• _TASK STATEMENT_
Turn every line of the rows below into a numbered list, skipping any blank lines.

(Rows from a dataset)
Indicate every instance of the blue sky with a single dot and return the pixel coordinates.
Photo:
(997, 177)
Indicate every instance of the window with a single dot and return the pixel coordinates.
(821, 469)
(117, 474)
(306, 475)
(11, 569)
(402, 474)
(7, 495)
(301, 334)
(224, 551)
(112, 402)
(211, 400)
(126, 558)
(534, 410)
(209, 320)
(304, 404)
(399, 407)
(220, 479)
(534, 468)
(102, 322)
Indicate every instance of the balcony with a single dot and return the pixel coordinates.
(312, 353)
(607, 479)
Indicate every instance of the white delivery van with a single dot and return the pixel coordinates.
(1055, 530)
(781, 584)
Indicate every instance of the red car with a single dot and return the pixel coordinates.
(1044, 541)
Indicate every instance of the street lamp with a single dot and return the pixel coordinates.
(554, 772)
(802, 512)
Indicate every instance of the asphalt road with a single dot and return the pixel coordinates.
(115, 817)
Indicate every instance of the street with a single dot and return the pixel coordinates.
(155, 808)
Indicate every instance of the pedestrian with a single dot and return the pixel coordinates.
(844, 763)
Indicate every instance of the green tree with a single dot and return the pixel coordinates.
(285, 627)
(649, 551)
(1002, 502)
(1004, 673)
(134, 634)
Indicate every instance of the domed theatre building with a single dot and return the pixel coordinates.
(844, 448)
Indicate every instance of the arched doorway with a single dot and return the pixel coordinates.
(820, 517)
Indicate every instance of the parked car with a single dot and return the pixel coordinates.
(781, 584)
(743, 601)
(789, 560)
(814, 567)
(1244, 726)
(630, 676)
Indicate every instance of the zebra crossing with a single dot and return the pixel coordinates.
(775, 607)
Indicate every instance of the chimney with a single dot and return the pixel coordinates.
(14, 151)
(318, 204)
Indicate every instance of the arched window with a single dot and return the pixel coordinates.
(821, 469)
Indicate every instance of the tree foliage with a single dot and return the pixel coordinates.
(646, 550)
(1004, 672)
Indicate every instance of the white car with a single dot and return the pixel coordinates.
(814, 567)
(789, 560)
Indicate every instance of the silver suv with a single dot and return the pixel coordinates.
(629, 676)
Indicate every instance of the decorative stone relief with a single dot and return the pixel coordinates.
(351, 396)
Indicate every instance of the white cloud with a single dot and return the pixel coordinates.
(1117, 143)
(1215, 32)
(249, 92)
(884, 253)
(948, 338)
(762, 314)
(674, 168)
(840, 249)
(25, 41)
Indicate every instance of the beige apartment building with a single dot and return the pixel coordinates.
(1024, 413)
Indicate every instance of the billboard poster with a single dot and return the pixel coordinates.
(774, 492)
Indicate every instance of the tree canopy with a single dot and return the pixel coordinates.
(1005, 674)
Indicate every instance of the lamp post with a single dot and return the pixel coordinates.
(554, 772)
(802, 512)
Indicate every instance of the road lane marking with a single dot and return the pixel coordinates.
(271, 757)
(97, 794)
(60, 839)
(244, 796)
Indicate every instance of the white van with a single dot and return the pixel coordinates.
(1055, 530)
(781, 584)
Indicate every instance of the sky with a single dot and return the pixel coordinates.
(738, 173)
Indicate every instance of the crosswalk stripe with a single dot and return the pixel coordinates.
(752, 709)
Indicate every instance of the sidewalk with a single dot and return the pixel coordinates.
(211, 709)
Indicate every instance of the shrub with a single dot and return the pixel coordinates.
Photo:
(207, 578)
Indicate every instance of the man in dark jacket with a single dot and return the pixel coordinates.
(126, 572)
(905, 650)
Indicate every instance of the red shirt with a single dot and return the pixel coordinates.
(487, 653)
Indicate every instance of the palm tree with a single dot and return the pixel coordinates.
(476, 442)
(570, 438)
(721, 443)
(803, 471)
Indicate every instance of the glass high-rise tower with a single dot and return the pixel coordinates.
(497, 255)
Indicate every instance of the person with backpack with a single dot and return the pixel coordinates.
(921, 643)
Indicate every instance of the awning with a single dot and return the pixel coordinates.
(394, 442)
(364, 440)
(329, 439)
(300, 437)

• _SOLUTION TO THIS PROBLEM_
1. Indicate every instance of the blue sky with a single dot and return the pixel coordinates.
2. Photo:
3. (997, 177)
4. Indicate every instance of the window with a single dot and return the pixel coordinates.
5. (821, 469)
6. (117, 474)
7. (306, 475)
8. (11, 569)
9. (402, 474)
10. (7, 495)
11. (301, 334)
12. (224, 551)
13. (112, 402)
14. (211, 400)
15. (126, 558)
16. (534, 410)
17. (209, 320)
18. (304, 404)
19. (399, 407)
20. (220, 479)
21. (534, 468)
22. (102, 322)
23. Indicate every instance of the balcony with a single dot and return the pixel coordinates.
24. (312, 353)
25. (607, 479)
26. Indicate every instance of the white delivery van with a single dot and return the pixel coordinates.
27. (1055, 530)
28. (781, 584)
29. Indicate every instance of the red car with a single dot and return the pixel coordinates.
30. (1044, 541)
31. Indicate every instance of the street lamp with a single dot and return the pixel coordinates.
32. (554, 772)
33. (802, 512)
34. Indicate every instance of the asphalt road with a single dot and return the pixel coordinates.
35. (115, 817)
36. Indicate every instance of the street with a single dot and return the pixel coordinates.
37. (155, 808)
38. Indicate every instance of the pedestrian with a single dot and return the pixel coordinates.
39. (844, 763)
40. Indicate every instance of the green tree with a single dot and return the pixel coordinates.
41. (285, 627)
42. (649, 551)
43. (1002, 502)
44. (1004, 673)
45. (134, 634)
46. Indicate every instance of the domed theatre building with a single dot and return the pixel coordinates.
47. (844, 448)
48. Indicate every instance of the arched doorway with a single dot and return the pixel coordinates.
49. (820, 517)
50. Indicate every instance of the parked car with a single dot and return the pixel coordinates.
51. (781, 584)
52. (743, 601)
53. (789, 560)
54. (814, 567)
55. (1244, 726)
56. (630, 676)
57. Indicate every instance of the zebra crossing with a single dot and return the pixel coordinates.
58. (775, 607)
59. Indicate every instance of the chimney with a single dot and return the pixel coordinates.
60. (14, 151)
61. (318, 204)
62. Indicate every instance of the arched window with a single dot and return the pixel coordinates.
63. (821, 469)
64. Indicate every instance of the tree foliage with a single dot and return the pixel coordinates.
65. (646, 550)
66. (1004, 672)
67. Indicate every instance of the white car with a single dot and return the pixel coordinates.
68. (814, 567)
69. (789, 560)
70. Indicate every instance of the silver suv with a single dot and return the pixel coordinates.
71. (629, 676)
72. Indicate every instance of the decorative stone relief with a single dot and return the pixel coordinates.
73. (351, 396)
74. Indicate every instance of the white cloud with a single dot and return the pixel coordinates.
75. (1117, 143)
76. (1215, 32)
77. (249, 92)
78. (884, 253)
79. (948, 338)
80. (762, 314)
81. (674, 168)
82. (840, 249)
83. (25, 41)
84. Indicate every instance of the beige apartment building with a single dot and return the pixel coordinates.
85. (1024, 413)
86. Indicate every instance of the billboard poster with a single dot and return the pixel coordinates.
87. (774, 492)
88. Indicate every instance of the tree canopy with a single dot and return the pixel coordinates.
89. (1005, 674)
90. Indicate every instance of the lamp post with a single dot and return the pixel coordinates.
91. (554, 772)
92. (802, 512)
93. Indicate every instance of the road lane marking with a single dot and return the pixel coordinates.
94. (271, 757)
95. (97, 794)
96. (60, 839)
97. (244, 796)
98. Indicate every instance of the white van with a single dot and return the pixel coordinates.
99. (1055, 530)
100. (781, 584)
101. Indicate every instance of the sky with a single dot and return the pixel coordinates.
102. (738, 173)
103. Indicate every instance of the crosswalk stripe with a single dot and return the pixel coordinates.
104. (752, 709)
105. Indicate every instance of the sidewalk with a single dot and return the pixel coordinates.
106. (211, 709)
107. Indicate every instance of the shrub with a single dot and return the pixel coordinates.
108. Photo:
109. (207, 578)
110. Indicate every instance of the man in dark jacket with a single dot and return the pixel coordinates.
111. (126, 572)
112. (905, 650)
113. Indicate every instance of the red shirt with a single dot and return the pixel coordinates.
114. (487, 653)
115. Indicate every instance of the palm tree with a single dot and return the pixel coordinates.
116. (476, 442)
117. (570, 438)
118. (721, 443)
119. (803, 471)
120. Indicate every instance of the glass high-rise tower with a single dot and return the pixel coordinates.
121. (497, 255)
122. Indicate every instance of the person with backpack with a single dot and return the pixel coordinates.
123. (921, 643)
124. Indicate every instance of the awning with a single dot and return the pixel coordinates.
125. (394, 442)
126. (364, 440)
127. (329, 439)
128. (300, 437)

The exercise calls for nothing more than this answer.